INSTRUCTIONS FOR THE TASK: From the line that holds "Drop a point on each instance of the balcony railing." down to the last line of the listing below, reproduce each line exactly and nothing more, omitting pictures.

───── INPUT MATERIAL ─────

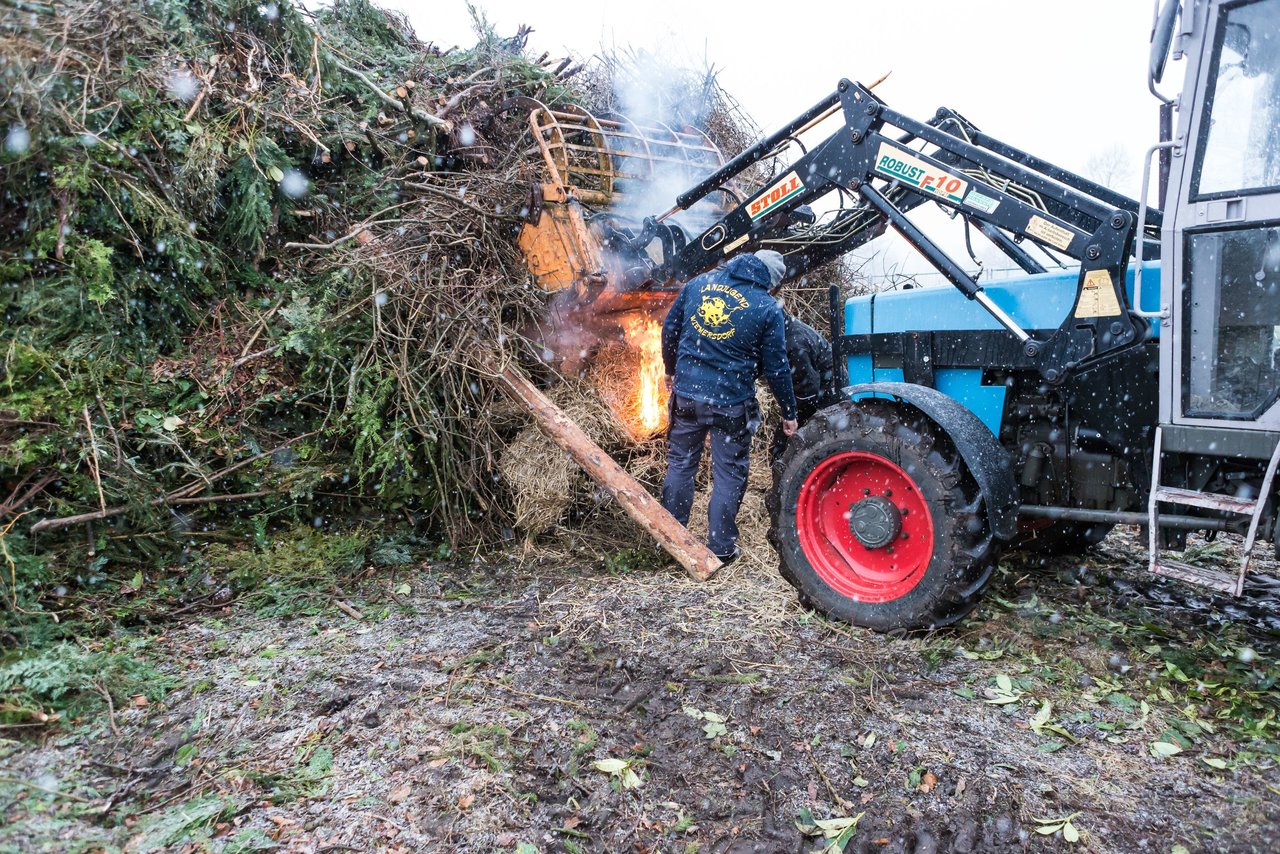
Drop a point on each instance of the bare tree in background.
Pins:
(1111, 167)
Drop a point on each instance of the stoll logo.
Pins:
(776, 195)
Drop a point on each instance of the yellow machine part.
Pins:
(560, 250)
(589, 160)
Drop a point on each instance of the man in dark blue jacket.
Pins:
(722, 329)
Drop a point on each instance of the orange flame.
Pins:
(647, 414)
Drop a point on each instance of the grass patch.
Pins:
(64, 681)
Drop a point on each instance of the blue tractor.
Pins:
(1130, 377)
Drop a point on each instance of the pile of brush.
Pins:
(256, 264)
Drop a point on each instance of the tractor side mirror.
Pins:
(1162, 39)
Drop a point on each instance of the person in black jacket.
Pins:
(812, 366)
(721, 332)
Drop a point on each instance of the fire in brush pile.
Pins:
(645, 412)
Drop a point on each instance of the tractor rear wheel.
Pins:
(877, 520)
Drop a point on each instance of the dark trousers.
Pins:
(731, 429)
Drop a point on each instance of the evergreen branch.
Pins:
(416, 112)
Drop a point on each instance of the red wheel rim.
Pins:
(854, 570)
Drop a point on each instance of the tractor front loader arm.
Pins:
(1008, 195)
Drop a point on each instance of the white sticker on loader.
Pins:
(1048, 232)
(1097, 296)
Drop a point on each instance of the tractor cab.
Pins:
(1220, 295)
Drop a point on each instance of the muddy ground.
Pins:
(513, 707)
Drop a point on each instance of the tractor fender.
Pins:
(991, 465)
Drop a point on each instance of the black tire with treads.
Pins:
(963, 548)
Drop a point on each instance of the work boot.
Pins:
(728, 558)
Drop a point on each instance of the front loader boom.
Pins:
(1009, 196)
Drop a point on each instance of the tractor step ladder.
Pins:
(1208, 576)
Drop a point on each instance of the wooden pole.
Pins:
(696, 558)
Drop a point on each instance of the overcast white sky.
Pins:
(1064, 81)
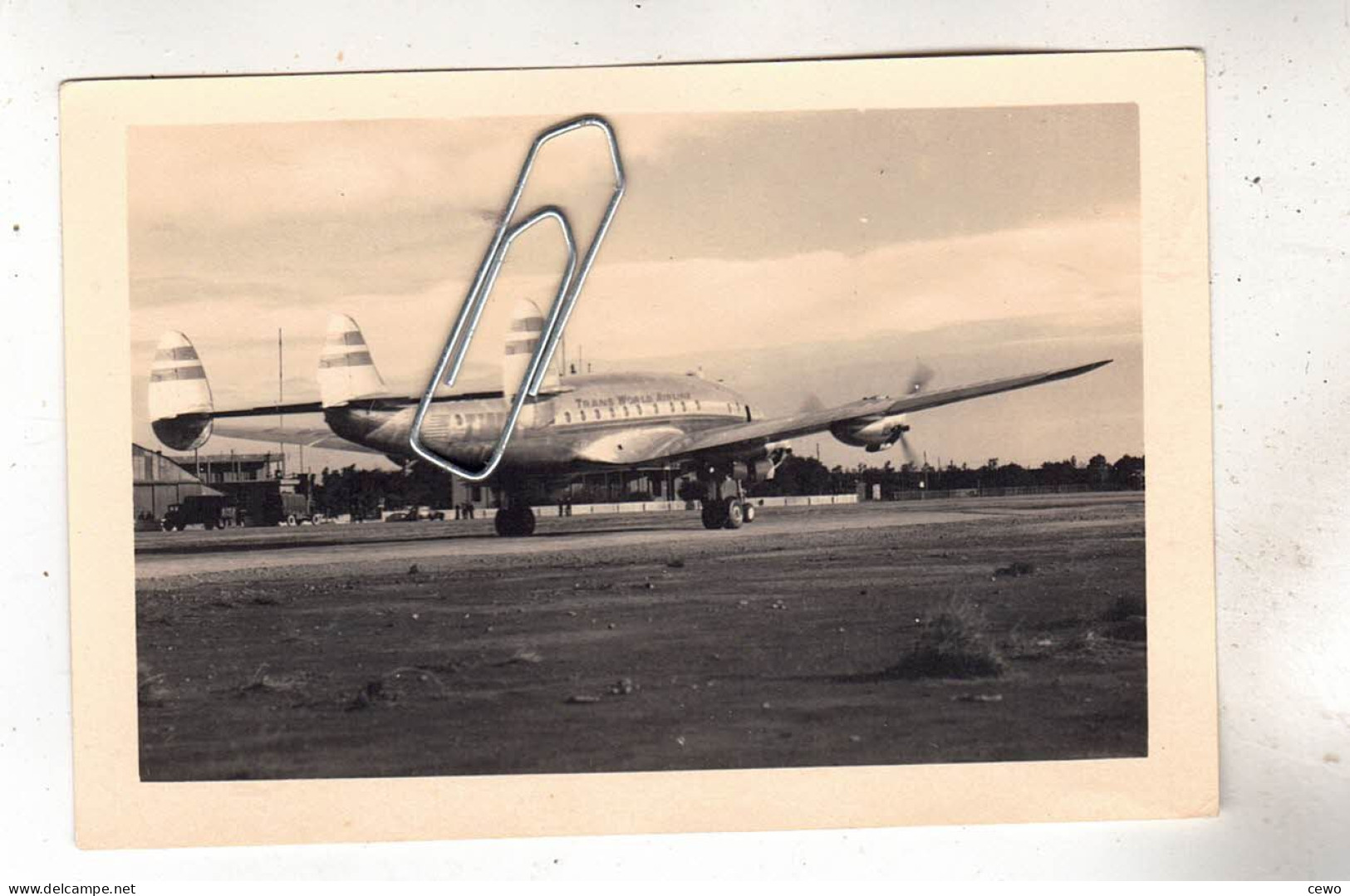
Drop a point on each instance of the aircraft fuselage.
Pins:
(589, 417)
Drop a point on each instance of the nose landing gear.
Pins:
(514, 521)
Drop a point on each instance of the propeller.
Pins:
(918, 381)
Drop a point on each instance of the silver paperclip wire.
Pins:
(462, 334)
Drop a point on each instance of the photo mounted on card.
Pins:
(704, 447)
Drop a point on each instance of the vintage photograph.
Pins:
(837, 462)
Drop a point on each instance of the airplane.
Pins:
(578, 424)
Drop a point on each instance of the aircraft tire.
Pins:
(514, 522)
(734, 513)
(714, 514)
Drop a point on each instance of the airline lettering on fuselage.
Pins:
(619, 401)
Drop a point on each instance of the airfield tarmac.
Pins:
(641, 641)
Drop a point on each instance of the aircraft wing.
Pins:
(306, 431)
(749, 436)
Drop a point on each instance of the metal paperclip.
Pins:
(568, 289)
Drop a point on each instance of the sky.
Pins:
(797, 257)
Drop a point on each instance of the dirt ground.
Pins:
(641, 643)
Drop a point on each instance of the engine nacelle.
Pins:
(184, 432)
(874, 433)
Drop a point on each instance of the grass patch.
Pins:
(955, 644)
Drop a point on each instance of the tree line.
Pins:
(798, 475)
(366, 492)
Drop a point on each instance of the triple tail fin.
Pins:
(346, 370)
(527, 327)
(179, 395)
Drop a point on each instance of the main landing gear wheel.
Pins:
(714, 514)
(734, 513)
(514, 521)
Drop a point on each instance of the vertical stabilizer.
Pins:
(179, 395)
(527, 327)
(346, 370)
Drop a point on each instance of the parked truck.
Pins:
(207, 511)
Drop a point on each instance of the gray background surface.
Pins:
(1280, 227)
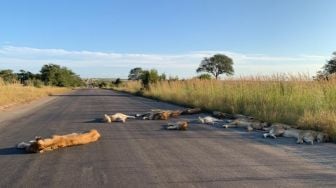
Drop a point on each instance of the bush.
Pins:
(149, 77)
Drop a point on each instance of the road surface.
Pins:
(141, 153)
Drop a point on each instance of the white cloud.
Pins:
(109, 64)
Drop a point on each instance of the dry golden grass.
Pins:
(295, 100)
(12, 94)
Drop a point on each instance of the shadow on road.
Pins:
(11, 151)
(112, 95)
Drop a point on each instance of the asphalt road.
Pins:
(141, 153)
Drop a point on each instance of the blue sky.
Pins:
(99, 38)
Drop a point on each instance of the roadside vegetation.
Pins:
(297, 100)
(24, 86)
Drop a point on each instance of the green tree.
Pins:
(149, 77)
(135, 74)
(216, 65)
(24, 76)
(56, 75)
(330, 67)
(8, 76)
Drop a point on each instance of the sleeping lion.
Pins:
(180, 125)
(40, 145)
(308, 136)
(117, 117)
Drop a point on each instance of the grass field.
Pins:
(13, 94)
(295, 100)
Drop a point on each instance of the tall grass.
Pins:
(295, 100)
(12, 94)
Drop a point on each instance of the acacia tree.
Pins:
(330, 67)
(216, 65)
(327, 70)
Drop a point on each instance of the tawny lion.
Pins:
(250, 125)
(161, 115)
(191, 111)
(40, 145)
(117, 117)
(180, 125)
(172, 113)
(302, 136)
(307, 136)
(208, 120)
(275, 130)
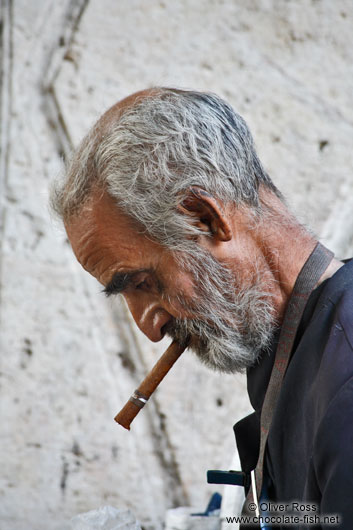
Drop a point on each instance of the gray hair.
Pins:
(161, 145)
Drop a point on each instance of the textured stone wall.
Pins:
(69, 359)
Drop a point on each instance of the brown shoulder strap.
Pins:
(310, 274)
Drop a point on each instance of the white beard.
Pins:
(232, 324)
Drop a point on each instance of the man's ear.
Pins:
(205, 213)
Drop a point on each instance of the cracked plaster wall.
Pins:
(69, 360)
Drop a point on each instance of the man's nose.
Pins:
(149, 316)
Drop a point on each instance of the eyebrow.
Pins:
(120, 281)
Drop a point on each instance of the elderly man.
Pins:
(167, 203)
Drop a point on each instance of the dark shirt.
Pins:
(309, 455)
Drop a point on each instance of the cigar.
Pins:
(140, 397)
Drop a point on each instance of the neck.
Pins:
(286, 246)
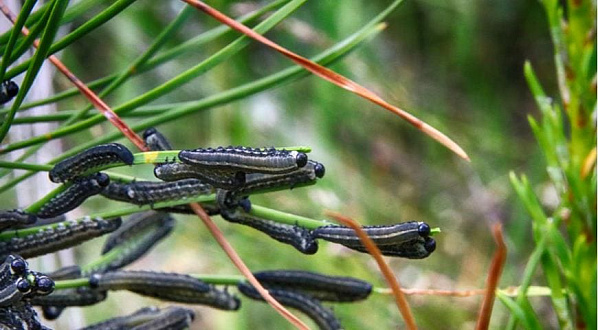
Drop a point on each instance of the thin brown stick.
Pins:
(135, 139)
(88, 93)
(334, 78)
(589, 163)
(400, 299)
(496, 267)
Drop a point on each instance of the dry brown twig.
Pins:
(494, 273)
(334, 78)
(137, 141)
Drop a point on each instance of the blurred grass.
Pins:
(457, 65)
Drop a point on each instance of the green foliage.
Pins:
(454, 64)
(568, 141)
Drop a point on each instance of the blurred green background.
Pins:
(455, 64)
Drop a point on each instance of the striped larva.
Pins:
(149, 192)
(261, 183)
(381, 235)
(298, 237)
(12, 218)
(210, 208)
(136, 224)
(311, 307)
(225, 179)
(14, 292)
(155, 141)
(142, 281)
(248, 160)
(8, 90)
(147, 318)
(70, 297)
(55, 238)
(415, 249)
(66, 273)
(74, 195)
(166, 286)
(90, 159)
(321, 287)
(138, 245)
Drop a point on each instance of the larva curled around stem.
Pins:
(8, 90)
(54, 238)
(321, 315)
(245, 159)
(171, 317)
(74, 195)
(148, 192)
(14, 218)
(86, 161)
(224, 179)
(319, 286)
(298, 237)
(381, 235)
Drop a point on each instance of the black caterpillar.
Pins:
(74, 195)
(321, 287)
(323, 317)
(57, 237)
(8, 90)
(148, 192)
(89, 159)
(245, 159)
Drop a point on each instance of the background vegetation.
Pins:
(455, 64)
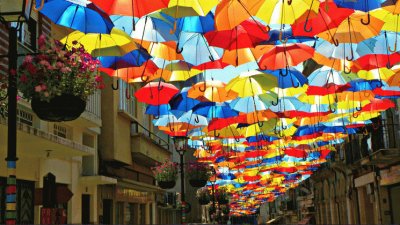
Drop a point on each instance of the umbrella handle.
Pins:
(277, 101)
(368, 20)
(280, 38)
(346, 70)
(305, 26)
(388, 65)
(177, 50)
(352, 54)
(211, 58)
(204, 87)
(40, 7)
(377, 125)
(160, 87)
(284, 74)
(171, 31)
(127, 93)
(395, 48)
(113, 87)
(215, 134)
(262, 68)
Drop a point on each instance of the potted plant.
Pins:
(222, 196)
(203, 195)
(198, 174)
(166, 174)
(3, 96)
(58, 81)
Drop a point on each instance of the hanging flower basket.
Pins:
(203, 195)
(58, 81)
(197, 183)
(166, 174)
(222, 196)
(166, 184)
(198, 174)
(60, 108)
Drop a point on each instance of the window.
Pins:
(88, 140)
(27, 35)
(125, 104)
(61, 131)
(24, 117)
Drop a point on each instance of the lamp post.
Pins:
(213, 179)
(181, 145)
(12, 11)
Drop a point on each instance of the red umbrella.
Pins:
(134, 8)
(378, 105)
(374, 61)
(329, 16)
(216, 64)
(284, 56)
(156, 93)
(246, 35)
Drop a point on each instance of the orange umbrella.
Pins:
(352, 30)
(230, 13)
(213, 90)
(284, 56)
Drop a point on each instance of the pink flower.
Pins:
(28, 59)
(65, 70)
(38, 88)
(44, 87)
(42, 41)
(23, 78)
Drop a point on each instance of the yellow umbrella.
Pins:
(390, 15)
(179, 71)
(285, 11)
(252, 83)
(117, 43)
(352, 30)
(230, 13)
(213, 90)
(376, 74)
(183, 8)
(164, 50)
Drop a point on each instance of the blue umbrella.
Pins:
(124, 22)
(153, 29)
(132, 59)
(363, 5)
(88, 19)
(297, 79)
(183, 103)
(196, 24)
(195, 49)
(214, 110)
(158, 110)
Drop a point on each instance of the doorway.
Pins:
(107, 211)
(85, 209)
(394, 193)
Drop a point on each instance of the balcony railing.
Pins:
(138, 128)
(379, 136)
(93, 104)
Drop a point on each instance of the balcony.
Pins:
(379, 146)
(91, 117)
(146, 145)
(34, 142)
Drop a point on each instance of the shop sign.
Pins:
(131, 195)
(390, 176)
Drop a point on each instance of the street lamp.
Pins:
(213, 179)
(181, 145)
(17, 11)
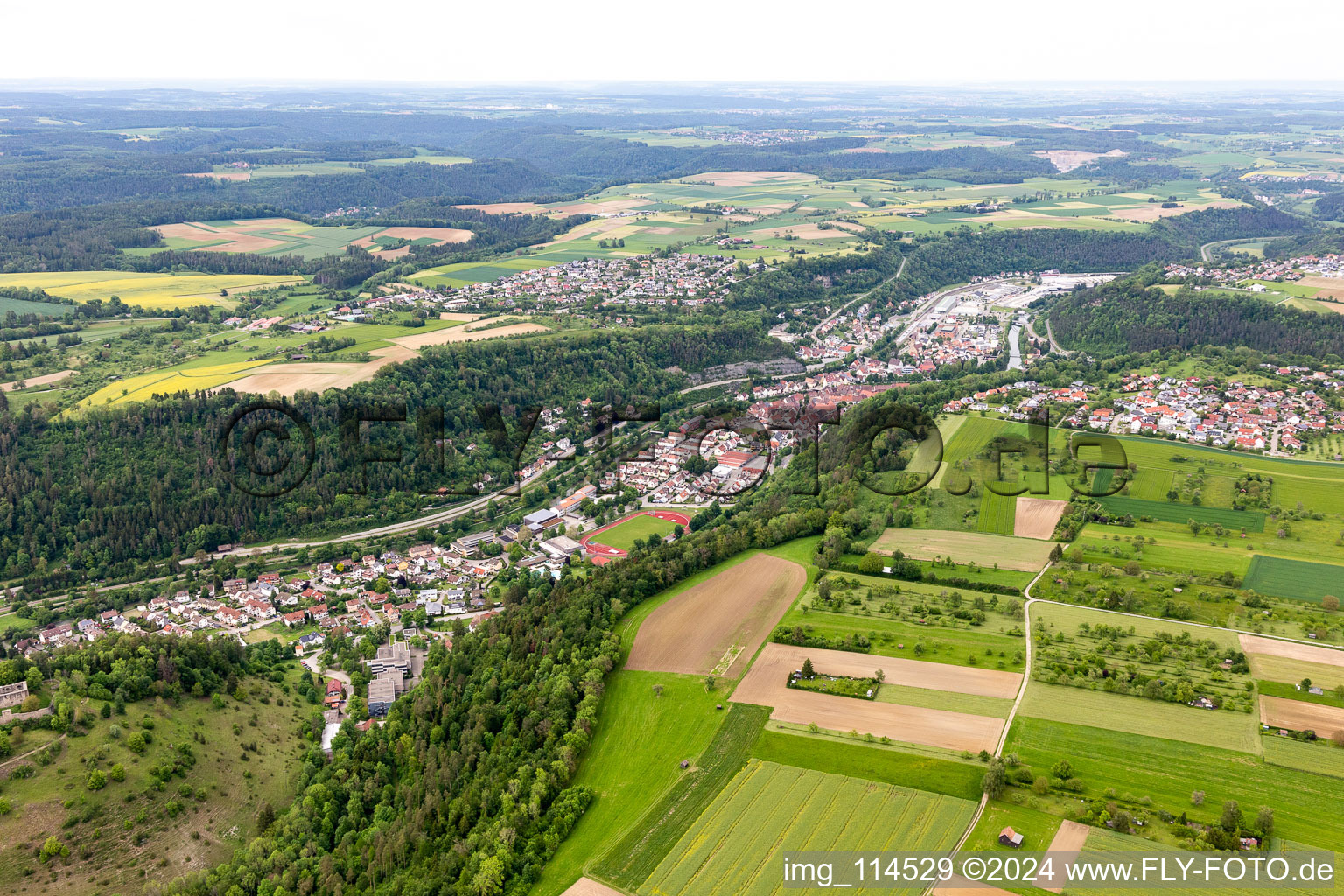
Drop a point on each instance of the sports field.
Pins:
(1320, 758)
(1296, 579)
(1102, 841)
(288, 236)
(637, 528)
(938, 727)
(152, 291)
(767, 810)
(1298, 715)
(984, 549)
(874, 762)
(1172, 512)
(1286, 662)
(1170, 770)
(629, 770)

─────

EXERCISE OUTPUT:
Drop a point on each instance of the balcony railing.
Pins:
(138, 128)
(379, 136)
(93, 104)
Drop a point on each instance of the balcony.
Pins:
(379, 146)
(91, 117)
(146, 145)
(34, 142)
Drop a point on each instance of the shop sign.
Pins:
(131, 195)
(390, 176)
Drop a point on each instance of the street lamp.
Pins:
(213, 179)
(181, 145)
(17, 11)
Drop a point on each instance of the sports field.
Pins:
(1320, 758)
(1296, 579)
(1102, 841)
(288, 236)
(637, 528)
(938, 727)
(152, 291)
(767, 810)
(1298, 715)
(984, 549)
(874, 762)
(1172, 512)
(1286, 662)
(1170, 770)
(629, 770)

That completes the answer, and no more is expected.